**Исходный отрывок**

Идея взять «Кысь» в качестве азбуки актерского мастерства оказалась столь же плодотворной, сколь и смелой. Найти сценические формы в ситуации, когда своеобразие и смыслы произведения, по сути, основываются на литературе — ибо структуру книги Толстой пронизывает идея связи языка и сознания, — задача чрезвычайно сложная. И все же эксперимент, начавшийся как серия этюдов по интересному, задевающему за живое материалу, успешно воплотился в полноценный спектакль.
Именно язык отличает нас от животных, а его утрата и искажение — превращает в животных. Отросшие хвосты и гребешки, уши под коленками (физиологические патологии, правда, не акцентируются в сценическом варианте) и стилизованный, чудовищный «староновояз» персонажей вызывают к жизни незримое безостановочное кружение теней из потусторонних планов — «сон разума рождает чудовищ». Осколки поэзии, стихи Тютчева, Лермонтова, Бальмонта, Блока, Мандельштама, Цветаевой вперемешку со строчками Окуджавы, народными виршами и поговорками вдохновенно переписываются и читаются мутантами. Они убеждены, что все это — произведения их «Набольшего Мурзы», правителя Федора Кузьмича, слава ему! Присловье «Слава ему» повторяется после каждого упоминания его имени, а в ожидании его появления похожие на эскимосских охотников свитские в дурацких доспехах, в кожаных устрашающих масках и с деревянными дубинками наперевес раскатывают красную дорожку. Федор Кузьмич, жизнерадостный писклявый урод, мужичок с ноготок, в ушанке, кожаных штаниках и смазных сапогах, в красной рубахе, рдеющей из-под шинельки, то и дело прыгает на колени к наиболее привлекательным мутанткам. В гротескном исполнении Вилмы Путро, миниатюрной девушки, он напоминает то безобидного клоуна Карандаша, а то и Лаврентия Берию. Неожиданное использование фактуры актрисы рождает дикое несоответствие между степенью важности отца здешних народов и тщедушностью его тельца. Тот, кто свергнет этого малыша, внешне будет совсем другим, фигура следующего Набольшего Мурзы будет пострашней пигалястого Федора Кузьмича. Кудеяр Кудеярович состоит на государственной службе, Главный Санитар, по-нашему чекист, наводит порядок во главе своей команды без лиц, он примерный семьянин, любящий муж, заботливый отец. Радеет об отечестве.

**Выдержка из данных**
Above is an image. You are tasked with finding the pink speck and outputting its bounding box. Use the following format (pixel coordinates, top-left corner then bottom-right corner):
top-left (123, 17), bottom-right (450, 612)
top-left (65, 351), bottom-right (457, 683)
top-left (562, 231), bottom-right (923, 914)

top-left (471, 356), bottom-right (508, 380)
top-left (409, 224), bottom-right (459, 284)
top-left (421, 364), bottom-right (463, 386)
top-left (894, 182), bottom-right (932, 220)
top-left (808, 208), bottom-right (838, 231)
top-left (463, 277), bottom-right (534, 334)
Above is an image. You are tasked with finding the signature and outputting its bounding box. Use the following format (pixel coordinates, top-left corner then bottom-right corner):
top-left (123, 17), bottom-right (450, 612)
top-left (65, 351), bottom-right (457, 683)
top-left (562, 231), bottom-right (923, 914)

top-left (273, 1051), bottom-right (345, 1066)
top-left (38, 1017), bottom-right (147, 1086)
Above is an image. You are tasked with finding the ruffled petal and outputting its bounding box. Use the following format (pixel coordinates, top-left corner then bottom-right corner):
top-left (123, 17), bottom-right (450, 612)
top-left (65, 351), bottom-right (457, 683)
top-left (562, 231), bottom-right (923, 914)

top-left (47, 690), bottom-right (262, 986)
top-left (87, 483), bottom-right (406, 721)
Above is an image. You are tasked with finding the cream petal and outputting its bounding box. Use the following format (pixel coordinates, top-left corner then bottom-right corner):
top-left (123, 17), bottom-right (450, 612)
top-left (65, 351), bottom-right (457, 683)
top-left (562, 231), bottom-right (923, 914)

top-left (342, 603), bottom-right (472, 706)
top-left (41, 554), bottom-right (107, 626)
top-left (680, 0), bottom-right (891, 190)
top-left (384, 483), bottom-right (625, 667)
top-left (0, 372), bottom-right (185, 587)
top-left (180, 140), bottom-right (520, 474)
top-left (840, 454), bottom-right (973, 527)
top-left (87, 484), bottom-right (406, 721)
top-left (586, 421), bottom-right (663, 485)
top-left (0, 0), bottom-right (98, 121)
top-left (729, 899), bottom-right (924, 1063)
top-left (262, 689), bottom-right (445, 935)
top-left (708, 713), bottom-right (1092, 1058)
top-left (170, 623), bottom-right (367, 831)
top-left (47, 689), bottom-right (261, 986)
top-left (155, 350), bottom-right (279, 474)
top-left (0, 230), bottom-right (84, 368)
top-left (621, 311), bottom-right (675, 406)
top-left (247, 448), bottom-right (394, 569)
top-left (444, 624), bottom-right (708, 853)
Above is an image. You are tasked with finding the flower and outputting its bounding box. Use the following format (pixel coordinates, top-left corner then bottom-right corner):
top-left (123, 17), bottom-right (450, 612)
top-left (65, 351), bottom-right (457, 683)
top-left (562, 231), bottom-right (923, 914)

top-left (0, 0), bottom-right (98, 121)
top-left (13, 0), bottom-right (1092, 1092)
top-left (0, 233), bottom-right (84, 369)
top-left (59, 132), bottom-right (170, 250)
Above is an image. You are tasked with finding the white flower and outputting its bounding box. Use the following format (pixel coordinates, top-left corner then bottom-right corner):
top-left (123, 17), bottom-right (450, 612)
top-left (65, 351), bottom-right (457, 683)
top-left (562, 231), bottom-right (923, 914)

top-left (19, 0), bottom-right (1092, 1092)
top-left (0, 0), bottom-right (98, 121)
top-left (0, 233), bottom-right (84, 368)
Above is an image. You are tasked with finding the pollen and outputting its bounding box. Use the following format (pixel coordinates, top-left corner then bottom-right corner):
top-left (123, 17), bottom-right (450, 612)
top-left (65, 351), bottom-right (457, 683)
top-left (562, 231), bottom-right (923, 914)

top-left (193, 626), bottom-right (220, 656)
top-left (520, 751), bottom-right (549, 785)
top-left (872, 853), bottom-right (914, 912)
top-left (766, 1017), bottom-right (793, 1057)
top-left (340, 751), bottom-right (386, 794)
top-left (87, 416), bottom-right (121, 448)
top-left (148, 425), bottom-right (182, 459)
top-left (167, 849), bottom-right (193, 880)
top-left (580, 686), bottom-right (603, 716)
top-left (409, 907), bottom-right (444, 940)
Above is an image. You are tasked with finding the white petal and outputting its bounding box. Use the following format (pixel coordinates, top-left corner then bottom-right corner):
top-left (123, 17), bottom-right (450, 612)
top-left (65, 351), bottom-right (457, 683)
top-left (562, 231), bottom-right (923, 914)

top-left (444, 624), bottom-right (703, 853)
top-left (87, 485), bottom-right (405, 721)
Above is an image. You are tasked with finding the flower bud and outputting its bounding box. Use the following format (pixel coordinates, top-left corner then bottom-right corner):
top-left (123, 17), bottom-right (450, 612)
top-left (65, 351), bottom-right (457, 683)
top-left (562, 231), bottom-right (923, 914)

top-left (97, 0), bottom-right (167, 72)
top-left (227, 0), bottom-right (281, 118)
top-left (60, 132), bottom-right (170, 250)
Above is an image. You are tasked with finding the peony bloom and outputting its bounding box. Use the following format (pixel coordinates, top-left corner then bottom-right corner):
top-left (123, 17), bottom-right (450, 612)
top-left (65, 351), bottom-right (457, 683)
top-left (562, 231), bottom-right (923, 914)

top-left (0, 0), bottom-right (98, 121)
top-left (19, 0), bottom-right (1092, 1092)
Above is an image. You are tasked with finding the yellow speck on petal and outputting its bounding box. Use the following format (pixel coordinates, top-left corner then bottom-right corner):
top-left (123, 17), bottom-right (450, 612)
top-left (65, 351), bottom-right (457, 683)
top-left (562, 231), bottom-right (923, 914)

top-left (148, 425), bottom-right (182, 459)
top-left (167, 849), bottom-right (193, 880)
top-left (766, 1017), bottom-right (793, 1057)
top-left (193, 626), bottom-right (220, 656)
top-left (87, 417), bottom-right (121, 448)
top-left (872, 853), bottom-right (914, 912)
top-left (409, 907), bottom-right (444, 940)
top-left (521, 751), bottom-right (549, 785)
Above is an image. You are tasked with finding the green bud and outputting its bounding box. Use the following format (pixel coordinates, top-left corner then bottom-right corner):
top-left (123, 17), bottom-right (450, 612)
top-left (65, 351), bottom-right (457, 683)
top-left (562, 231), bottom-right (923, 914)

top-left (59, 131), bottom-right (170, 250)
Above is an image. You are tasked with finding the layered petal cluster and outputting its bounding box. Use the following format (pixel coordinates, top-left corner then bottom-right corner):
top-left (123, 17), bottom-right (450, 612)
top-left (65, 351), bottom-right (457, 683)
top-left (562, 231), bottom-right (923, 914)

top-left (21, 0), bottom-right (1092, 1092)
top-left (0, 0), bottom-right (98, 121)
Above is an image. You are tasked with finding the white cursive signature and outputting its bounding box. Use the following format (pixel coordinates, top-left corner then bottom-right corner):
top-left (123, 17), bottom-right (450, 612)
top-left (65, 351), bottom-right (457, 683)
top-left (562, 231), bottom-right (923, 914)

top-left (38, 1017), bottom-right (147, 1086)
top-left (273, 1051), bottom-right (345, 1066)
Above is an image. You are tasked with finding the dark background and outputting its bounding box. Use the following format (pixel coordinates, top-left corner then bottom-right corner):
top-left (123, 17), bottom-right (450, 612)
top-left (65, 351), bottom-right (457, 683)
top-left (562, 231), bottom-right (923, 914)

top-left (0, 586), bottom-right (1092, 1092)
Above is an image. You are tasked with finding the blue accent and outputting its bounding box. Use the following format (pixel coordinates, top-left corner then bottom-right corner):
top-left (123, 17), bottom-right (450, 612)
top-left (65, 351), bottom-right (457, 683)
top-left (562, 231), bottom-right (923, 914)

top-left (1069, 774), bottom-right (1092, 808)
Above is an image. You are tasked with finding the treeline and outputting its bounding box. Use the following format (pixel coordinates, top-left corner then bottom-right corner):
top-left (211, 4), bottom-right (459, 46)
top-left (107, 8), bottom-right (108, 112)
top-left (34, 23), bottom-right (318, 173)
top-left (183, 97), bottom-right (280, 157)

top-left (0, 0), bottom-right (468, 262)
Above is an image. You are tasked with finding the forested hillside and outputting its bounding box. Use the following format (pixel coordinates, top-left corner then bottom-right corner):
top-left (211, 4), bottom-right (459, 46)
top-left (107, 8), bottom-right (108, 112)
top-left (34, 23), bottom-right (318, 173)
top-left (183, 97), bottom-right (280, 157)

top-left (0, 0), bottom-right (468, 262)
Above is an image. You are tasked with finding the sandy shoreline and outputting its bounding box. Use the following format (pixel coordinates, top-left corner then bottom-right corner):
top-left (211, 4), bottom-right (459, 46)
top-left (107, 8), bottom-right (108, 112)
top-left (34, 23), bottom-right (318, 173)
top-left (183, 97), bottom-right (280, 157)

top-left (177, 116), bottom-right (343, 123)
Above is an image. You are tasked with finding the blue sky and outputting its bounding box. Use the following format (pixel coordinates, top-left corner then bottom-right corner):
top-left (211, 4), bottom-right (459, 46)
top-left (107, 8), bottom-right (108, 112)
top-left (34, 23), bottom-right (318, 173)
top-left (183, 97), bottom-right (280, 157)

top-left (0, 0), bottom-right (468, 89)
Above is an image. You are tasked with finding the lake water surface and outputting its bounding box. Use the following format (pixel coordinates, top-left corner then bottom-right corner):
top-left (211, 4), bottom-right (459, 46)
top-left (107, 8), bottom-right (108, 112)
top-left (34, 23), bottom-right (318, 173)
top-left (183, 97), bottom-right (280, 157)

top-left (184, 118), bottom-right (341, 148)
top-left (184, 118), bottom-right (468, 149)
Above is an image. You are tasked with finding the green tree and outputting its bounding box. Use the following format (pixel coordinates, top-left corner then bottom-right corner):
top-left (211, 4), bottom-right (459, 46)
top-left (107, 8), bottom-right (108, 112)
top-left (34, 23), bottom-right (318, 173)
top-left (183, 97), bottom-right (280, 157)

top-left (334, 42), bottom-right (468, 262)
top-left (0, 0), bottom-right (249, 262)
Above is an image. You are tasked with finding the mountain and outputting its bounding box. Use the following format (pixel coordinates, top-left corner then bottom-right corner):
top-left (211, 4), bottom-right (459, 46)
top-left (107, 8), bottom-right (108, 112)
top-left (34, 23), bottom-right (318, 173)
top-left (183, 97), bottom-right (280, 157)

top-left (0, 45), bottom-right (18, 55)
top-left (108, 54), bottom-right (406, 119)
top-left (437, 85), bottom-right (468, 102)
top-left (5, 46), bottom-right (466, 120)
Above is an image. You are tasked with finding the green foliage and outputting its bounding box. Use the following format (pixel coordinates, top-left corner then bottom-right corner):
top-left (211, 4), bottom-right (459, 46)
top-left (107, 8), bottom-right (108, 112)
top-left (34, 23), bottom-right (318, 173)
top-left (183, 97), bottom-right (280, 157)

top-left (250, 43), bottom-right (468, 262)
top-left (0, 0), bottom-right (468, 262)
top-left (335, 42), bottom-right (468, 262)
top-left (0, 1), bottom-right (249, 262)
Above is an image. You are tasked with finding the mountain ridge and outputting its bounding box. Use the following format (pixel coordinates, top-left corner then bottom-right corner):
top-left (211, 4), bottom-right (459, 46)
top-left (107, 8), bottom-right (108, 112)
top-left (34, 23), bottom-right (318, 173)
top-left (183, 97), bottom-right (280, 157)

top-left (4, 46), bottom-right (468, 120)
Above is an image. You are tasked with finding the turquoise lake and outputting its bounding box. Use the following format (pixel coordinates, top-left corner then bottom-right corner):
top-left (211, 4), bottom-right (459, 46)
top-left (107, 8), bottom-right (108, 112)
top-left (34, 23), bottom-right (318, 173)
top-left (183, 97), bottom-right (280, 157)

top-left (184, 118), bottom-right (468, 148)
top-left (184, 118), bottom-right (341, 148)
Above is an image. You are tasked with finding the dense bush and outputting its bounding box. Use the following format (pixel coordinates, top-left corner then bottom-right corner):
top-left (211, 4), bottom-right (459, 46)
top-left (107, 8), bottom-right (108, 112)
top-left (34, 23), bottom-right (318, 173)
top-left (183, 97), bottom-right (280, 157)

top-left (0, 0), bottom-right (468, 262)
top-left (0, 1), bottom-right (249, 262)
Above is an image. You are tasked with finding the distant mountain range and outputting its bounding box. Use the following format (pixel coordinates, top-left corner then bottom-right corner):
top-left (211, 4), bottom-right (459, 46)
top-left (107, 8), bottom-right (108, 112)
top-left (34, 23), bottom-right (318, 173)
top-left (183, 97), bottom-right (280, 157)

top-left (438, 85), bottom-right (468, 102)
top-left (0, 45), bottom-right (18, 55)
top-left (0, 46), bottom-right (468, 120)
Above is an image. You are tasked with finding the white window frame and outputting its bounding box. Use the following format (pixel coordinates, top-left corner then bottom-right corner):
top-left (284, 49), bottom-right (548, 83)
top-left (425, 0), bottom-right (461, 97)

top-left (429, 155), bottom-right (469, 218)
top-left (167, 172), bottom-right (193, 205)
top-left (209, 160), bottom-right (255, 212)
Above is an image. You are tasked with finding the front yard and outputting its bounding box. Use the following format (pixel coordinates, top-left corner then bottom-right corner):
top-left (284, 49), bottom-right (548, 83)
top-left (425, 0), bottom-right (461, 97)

**Задача**
Продолжите отрывок о спектакле «Кысь», начав сразу после его последнего предложения. Материал существует отдельно и к отрывку о спектакле «Кысь» не относится.

**Ответ к задаче**
Мне представилась возможность увидеть спектакль не только на сцене Учебного театра, но и в аудитории и, ощутив серьезную разницу, в очередной раз убедиться в том, что «размер имеет значение»: пространство определяет расстояния, масштабы, взаимоотношения со зрителями. Камерный показ был динамичнее, ритмичнее, энергия концентрированнее, эмоции насыщеннее. Перенесенное на сцену, действие несколько растеклось, уравнялось по ритму, разрядилось. Некоторые роли претерпели изменения, не могу с уверенностью сказать, что именно корректировалось постановщиками, а что трансформировалось спонтанно, в процессе перехода в другое пространство.
Вот и Кудеяр в аудиторном показе Артура Козина был не просто злодеем, но благополучным и обаятельным до предела — эдакий Никита Михалков, рвущийся к власти, но так обворожительно и вкрадчиво, так убедительно внушающий, что это не ему — а нам всем надо, чтобы его цели осуществились… В Учебном театре острота рисунка исчезла, размылся второй план характера, а с ним и глубина прочтения. Безусловно, трудно сохранить равновесие между драматической составляющей роли, болевой точкой — и фарсовым, ерническим языком, ироничным эхом доносящимся из текста. В основном все чувствуют жанр и свободны в нем, особенно в ролях, где не слишком велика смысловая нагрузка, а нужны характеры или выразительные эпизоды. Дамочки разной степени мутационных изменений, окружающие хвостатого Бенедикта, — Варвара (Виктория Заболотная), Оленька в кудрявых башмачках (Глафира Козулина), ее мамаша (Виктория Луговая), Птица Паулин (Елена Вожакина) — отлично справляются с лирикой почти клоунскими, шутовскими приемами, прочее население, проживающее в престижном центре Федор-Кузьмичска, возле Никитских ворот, от них не отстает.
Исполнитель главной роли Бенедикта Иван Ефремов — настоящий герой-неврастеник, почти исчезнувший со сцены мужской тип, с хорошей фактурой, мобильный, с сильным голосом и темпераментом, с «магнетизмом», он сразу привлекает внимание уже просто актерскими данными, так же, как на предыдущем курсе Красовского притягивала взгляды Янина Лакоба. Работа Ивана очень хороша, сложнейшую эту роль он ведет с развитием, «вкусными» нюансами и внутренней иронией, хочется надеяться, что у этого артиста большое будущее в театре.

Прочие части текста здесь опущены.